Items from a dataset
—————

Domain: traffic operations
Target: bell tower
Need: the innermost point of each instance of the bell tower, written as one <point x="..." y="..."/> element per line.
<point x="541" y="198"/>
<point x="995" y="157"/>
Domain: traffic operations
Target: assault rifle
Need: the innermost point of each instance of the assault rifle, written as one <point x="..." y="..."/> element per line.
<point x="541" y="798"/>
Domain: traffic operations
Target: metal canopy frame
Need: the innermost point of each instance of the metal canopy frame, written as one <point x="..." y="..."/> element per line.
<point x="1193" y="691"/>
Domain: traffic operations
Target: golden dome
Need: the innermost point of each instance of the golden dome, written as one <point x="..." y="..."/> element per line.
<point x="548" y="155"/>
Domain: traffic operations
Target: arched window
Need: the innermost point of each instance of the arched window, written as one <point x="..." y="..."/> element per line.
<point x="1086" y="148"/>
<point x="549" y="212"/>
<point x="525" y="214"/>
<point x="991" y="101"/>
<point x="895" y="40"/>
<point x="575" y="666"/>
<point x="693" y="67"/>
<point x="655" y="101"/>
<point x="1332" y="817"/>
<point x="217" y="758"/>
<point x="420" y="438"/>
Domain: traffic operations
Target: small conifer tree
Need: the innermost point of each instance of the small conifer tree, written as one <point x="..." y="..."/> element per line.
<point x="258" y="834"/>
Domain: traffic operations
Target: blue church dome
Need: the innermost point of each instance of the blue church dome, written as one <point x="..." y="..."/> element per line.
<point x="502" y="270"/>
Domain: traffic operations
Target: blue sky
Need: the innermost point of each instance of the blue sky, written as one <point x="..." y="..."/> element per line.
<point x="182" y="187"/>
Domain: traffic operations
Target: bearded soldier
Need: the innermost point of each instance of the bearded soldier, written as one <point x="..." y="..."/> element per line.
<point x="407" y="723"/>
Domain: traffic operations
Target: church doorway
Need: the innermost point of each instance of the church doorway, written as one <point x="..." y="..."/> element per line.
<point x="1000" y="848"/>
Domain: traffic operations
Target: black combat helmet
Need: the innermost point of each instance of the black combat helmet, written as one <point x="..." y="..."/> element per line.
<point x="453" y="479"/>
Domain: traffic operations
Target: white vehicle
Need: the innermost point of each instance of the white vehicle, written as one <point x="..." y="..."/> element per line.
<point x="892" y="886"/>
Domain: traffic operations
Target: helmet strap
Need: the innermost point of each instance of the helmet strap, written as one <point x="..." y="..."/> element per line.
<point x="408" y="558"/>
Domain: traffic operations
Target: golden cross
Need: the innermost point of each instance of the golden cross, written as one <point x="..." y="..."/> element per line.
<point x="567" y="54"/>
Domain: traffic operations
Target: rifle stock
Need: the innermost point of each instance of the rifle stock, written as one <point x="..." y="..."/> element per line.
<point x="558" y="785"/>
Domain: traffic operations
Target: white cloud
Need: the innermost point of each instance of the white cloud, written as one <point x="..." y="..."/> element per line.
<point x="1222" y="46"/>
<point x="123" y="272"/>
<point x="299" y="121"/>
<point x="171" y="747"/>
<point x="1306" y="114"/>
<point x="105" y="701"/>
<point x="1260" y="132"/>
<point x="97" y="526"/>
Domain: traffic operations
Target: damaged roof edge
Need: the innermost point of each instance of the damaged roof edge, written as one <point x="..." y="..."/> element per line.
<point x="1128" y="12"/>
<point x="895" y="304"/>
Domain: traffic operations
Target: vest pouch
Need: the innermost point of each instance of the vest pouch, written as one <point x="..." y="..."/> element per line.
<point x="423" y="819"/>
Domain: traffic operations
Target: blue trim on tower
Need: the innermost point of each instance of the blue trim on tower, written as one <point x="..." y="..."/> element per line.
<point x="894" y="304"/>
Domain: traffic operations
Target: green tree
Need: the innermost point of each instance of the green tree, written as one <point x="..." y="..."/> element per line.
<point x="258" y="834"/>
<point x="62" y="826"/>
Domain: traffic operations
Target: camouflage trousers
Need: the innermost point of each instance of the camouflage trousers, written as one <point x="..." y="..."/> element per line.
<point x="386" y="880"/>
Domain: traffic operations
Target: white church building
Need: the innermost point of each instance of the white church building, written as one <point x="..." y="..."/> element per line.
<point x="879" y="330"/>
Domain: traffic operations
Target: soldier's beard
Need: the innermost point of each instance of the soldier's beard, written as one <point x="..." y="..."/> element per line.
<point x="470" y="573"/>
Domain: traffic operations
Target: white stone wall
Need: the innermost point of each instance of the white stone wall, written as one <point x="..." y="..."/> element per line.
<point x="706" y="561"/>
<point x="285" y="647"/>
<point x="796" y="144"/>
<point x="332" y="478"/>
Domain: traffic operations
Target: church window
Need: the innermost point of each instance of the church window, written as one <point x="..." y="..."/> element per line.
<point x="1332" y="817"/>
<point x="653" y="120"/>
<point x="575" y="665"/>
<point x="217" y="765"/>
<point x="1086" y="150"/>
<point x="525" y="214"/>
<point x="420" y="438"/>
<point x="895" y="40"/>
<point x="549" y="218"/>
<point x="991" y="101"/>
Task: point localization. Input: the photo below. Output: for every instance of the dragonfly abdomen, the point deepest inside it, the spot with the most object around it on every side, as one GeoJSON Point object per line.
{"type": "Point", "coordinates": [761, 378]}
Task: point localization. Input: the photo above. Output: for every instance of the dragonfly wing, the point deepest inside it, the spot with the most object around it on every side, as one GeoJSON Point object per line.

—————

What is being asked:
I'd like the records returned exactly as they were written, please.

Reply:
Domain: traffic operations
Target: bell tower
Need: the innermost point of each instance of the bell tower, written as one <point x="..." y="..."/> element per line.
<point x="541" y="198"/>
<point x="995" y="157"/>
Domain: traffic operations
Target: assault rifle
Need: the innermost point of each instance of the assault rifle, written as one <point x="..." y="..."/> element per line.
<point x="541" y="798"/>
Domain: traffic operations
Target: metal canopy frame
Need: the innermost point of each instance of the metal canopy frame, written as one <point x="..." y="..."/> element per line.
<point x="1193" y="691"/>
Domain: traffic operations
Target: golden dome
Need: the innermost point of each instance of the golden dome, written as one <point x="..." y="..."/> element per line.
<point x="548" y="155"/>
Domain: traffic operations
Target: arched window
Need: the innermost point of each instance of the arched window, written as one <point x="..." y="..."/> element per line.
<point x="1086" y="148"/>
<point x="549" y="212"/>
<point x="525" y="214"/>
<point x="991" y="101"/>
<point x="895" y="40"/>
<point x="575" y="666"/>
<point x="693" y="67"/>
<point x="655" y="101"/>
<point x="1332" y="817"/>
<point x="217" y="758"/>
<point x="420" y="438"/>
Domain: traffic operations
Target: small conifer tree
Need: the innermost point of each instance of the small conifer tree, written as one <point x="..." y="..."/> element per line.
<point x="258" y="834"/>
Domain: traffic operations
Target: blue church dome
Need: the innermost point of each instance of the blue church dome, written as one <point x="..." y="..."/> element per line.
<point x="502" y="270"/>
Domain: traffic operations
Target: blue sky
Need: the innermost point of each instance of the blue sky, written as one <point x="..." y="..."/> element per line.
<point x="182" y="187"/>
Domain: traffic operations
Target: bearded soldier
Need: the innermost point of each instance of the bearded soldier, written as one <point x="..." y="..."/> element per line.
<point x="407" y="723"/>
Domain: traffic operations
Target: church doorway
Need: the innermost point of each instance of the church doorway, written as one <point x="..." y="..."/> element per line.
<point x="1000" y="848"/>
Domain: traffic operations
Target: black combat helmet
Need: the innermost point of each instance of the black combat helmet, written as one <point x="..." y="..."/> element per line.
<point x="453" y="479"/>
Domain: traffic operations
Target: white vehicle
Need: the innermost point of each instance of the white vehicle, written as one <point x="..." y="..."/> element per line.
<point x="892" y="886"/>
Domain: traffic operations
Target: helmet strap
Need: the innermost point of each instance of the helmet strap, written as one <point x="..." y="..."/> element per line.
<point x="408" y="558"/>
Domain: traffic operations
Target: golden cross
Need: the innermost point of each instance of the golden cross, written as one <point x="..." y="..."/> element per line.
<point x="567" y="54"/>
Domain: traffic operations
Target: rifle stock
Need: the innermost point of each instance of the rifle stock, written as one <point x="..." y="..."/> element per line.
<point x="558" y="785"/>
Domain: traffic operations
Target: white cloud
Need: the innermost point of each instance of the white cloud, written as one <point x="..." y="..."/> element per line.
<point x="1222" y="46"/>
<point x="123" y="272"/>
<point x="299" y="121"/>
<point x="171" y="747"/>
<point x="1306" y="114"/>
<point x="105" y="701"/>
<point x="1260" y="132"/>
<point x="97" y="526"/>
Domain: traffic operations
Target: damaged roof edge
Need: the innermost point of each instance of the damaged roof edge, written as one <point x="..." y="..."/> element per line.
<point x="1128" y="12"/>
<point x="895" y="304"/>
Domain: traffic operations
Target: vest pouch
Need: the innermost point of each instance of the vest pouch, written as one <point x="..." y="..."/> element per line.
<point x="423" y="819"/>
Domain: traffic operations
Target: blue trim on tower
Need: the innermost point of each instance of the blue trim on tower, written as one <point x="..." y="..."/> element per line.
<point x="894" y="304"/>
Domain: traffic operations
Target: green tree
Need: the innermost point of each instance of the green tree, written as one <point x="..." y="..."/> element per line.
<point x="258" y="834"/>
<point x="62" y="826"/>
Domain: traffic operations
Target: camouflage trousers
Need: the innermost point of each instance of the camouflage trousers, written as one <point x="..." y="..."/> element per line.
<point x="386" y="880"/>
Domain: traffic operations
Target: white church building
Need: the innermost point of each instance of the white church building, written as one <point x="..." y="..."/> element per line.
<point x="879" y="330"/>
Domain: traffic operations
Target: soldier's beard
Need: the innermost point of each instance of the soldier's beard, written as one <point x="..." y="..."/> element per line.
<point x="470" y="573"/>
Domain: traffic operations
Target: white stone wall
Need: the innermost point of each instance of the white stone wall, written as one <point x="..." y="..."/> element per line.
<point x="706" y="561"/>
<point x="285" y="647"/>
<point x="796" y="144"/>
<point x="332" y="478"/>
Domain: traffic operations
Target: church window
Need: the innermost point of each instance of the church window, written as one <point x="..." y="..."/> element per line.
<point x="1332" y="817"/>
<point x="653" y="120"/>
<point x="575" y="665"/>
<point x="217" y="765"/>
<point x="1086" y="150"/>
<point x="525" y="214"/>
<point x="420" y="438"/>
<point x="895" y="40"/>
<point x="549" y="218"/>
<point x="991" y="101"/>
Task: point localization. Input: the photo below. Output: for every instance of the dragonfly abdomen, the point deepest inside it, the spot with the most object around it on every side, as one GeoJSON Point object per line.
{"type": "Point", "coordinates": [761, 378]}
Task: point localization. Input: the photo above. Output: for every instance of the dragonfly wing, the point deepest inside it, the spot with the most object around it on every side, as one GeoJSON Point object per line.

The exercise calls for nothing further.